-- START OF Selected excerpt --

Romed Wyder (born 1967) is a Swiss filmmaker. He has been established in Geneva since 1989.

Biography 
Romed Wyder was born in 1967 in Brig-Glis, Valais, Switzerland. In 1995, he graduated with a degree from the cinema department of the Geneva University of Art and Design (HEAD) (formerly École Supérieure des Beaux-Arts, Genève). 

He is an active member of the Cinéma Spoutnik and founded Laika Films with five other filmmakers in 1993. Romed developed a tape to film system and an online widget generator. He founded Paradigma Films SA in 2003. During 12 years he was a member of the Federal Film Commission. Between 2005 and 2008 he was the president of the Swiss Filmmakers Association. He works as director, producer and screenwriter since 1990.

-- END OF Selected excerpt --

Aim of the task -
Continue the biographical text on Romed Wyder, starting after its final sentence.

-- START OF Data --

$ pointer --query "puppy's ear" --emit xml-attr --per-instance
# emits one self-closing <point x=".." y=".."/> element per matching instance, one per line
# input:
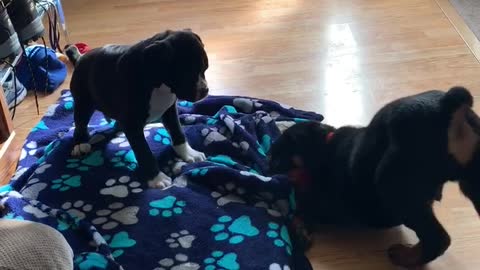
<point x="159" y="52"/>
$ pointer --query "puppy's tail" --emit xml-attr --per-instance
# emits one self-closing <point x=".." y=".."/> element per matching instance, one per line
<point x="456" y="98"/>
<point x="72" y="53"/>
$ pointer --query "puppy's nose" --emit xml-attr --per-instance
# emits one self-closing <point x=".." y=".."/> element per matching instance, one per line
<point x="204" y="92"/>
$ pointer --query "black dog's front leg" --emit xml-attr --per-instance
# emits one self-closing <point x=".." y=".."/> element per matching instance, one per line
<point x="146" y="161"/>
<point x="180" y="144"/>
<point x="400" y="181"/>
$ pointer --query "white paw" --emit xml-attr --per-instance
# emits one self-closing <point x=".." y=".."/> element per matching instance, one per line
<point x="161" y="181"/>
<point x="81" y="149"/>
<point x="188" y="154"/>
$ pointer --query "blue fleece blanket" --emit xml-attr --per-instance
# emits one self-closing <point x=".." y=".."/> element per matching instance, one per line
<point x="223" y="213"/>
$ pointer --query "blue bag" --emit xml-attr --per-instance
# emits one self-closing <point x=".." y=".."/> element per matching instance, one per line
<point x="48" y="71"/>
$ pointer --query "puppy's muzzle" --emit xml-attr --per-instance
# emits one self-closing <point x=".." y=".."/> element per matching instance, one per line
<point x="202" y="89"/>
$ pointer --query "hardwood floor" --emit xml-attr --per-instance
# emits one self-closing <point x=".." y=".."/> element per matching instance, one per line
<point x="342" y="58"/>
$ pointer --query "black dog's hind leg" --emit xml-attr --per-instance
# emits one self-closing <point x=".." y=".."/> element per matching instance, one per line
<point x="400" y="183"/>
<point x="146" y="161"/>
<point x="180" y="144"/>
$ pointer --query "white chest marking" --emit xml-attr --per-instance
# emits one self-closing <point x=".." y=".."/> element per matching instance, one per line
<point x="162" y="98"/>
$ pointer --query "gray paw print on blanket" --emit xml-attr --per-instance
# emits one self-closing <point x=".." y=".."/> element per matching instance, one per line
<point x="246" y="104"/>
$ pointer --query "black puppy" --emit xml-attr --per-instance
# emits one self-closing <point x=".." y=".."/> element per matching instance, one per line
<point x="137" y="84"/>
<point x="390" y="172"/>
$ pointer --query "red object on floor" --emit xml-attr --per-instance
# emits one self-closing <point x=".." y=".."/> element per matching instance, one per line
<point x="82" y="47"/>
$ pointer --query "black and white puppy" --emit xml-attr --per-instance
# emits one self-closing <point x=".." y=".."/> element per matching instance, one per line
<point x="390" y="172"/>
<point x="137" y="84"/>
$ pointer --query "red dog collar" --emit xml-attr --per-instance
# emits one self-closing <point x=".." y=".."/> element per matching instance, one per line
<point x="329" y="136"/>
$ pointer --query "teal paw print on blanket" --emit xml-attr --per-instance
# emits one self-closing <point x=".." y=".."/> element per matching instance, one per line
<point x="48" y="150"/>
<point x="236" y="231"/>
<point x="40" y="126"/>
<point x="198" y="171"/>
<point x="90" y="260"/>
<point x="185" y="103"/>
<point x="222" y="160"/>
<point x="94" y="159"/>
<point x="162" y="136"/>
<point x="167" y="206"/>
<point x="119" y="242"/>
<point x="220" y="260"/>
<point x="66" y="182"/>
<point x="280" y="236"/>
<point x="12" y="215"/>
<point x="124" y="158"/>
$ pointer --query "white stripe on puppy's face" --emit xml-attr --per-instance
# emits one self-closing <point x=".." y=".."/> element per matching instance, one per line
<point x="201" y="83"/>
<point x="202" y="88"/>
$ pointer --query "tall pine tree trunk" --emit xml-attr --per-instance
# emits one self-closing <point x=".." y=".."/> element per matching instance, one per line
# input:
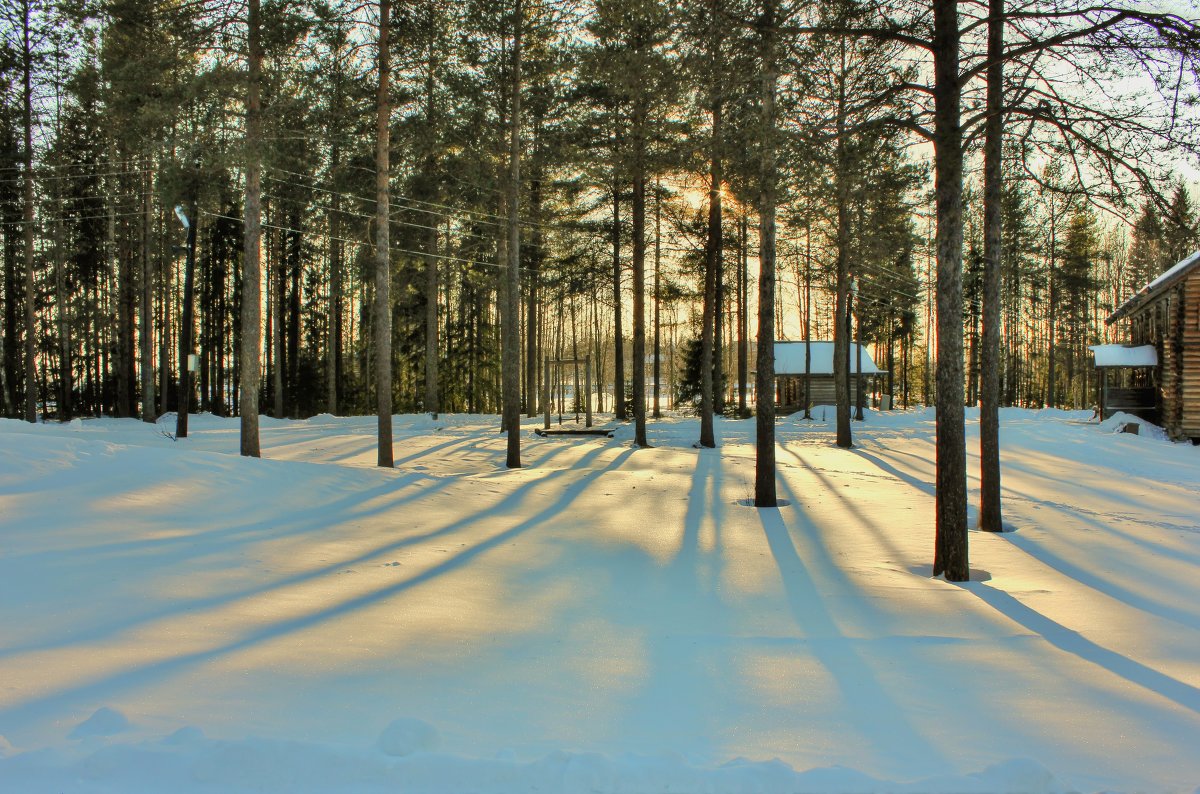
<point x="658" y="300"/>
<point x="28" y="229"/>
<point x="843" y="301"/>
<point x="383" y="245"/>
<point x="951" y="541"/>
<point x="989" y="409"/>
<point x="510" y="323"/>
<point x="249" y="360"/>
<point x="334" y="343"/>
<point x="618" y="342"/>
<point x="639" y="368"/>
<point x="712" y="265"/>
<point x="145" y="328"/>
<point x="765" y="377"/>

-- END OF Data --

Response below -
Filmography 
 Et Israël fut... directed and written by Romed Wyder; produced by Yasmine Abd El Aziz and Romed Wyder (2018, documentary, 52 min, DCP)
 Dawn directed by Romed Wyder; written by Billy MacKinnon; based on a novel by Elie Wiesel; produced by Samir and Romed Wyder (2014, fiction, 95 min, DCP)
 Ménagerie intérieure directed by Nadège de Benoit-Luthy, written by Nadège de Benoit Luthy and Nicole Borgeat, produced by Romed Wyder (2007, fiction, 18 min, 35mm)
 Absolut directed and produced by Romed Wyder, written by Romed Wyder, Yves Mugny and Maria Watzlawick (2004, fiction, 94 min, 35mm)
 Pas de café, pas de télé, pas de sexe directed and produced by Romed Wyder, written by Romed Wyder and Maria Watzlawick (1999, fiction, 87 min, 35mm)
 Écran d’argile directed, written and produced by Romed Wyder and Maria Watzlawick (1997, documentary, 53 min, 16mm)
 Excursion directed, written and produced by Romed Wyder (1996, fiction, 21 min, 35mm)
 Squatters directed, written and produced by Romed Wyder (1995, documentary, 70+55 min, 16mm)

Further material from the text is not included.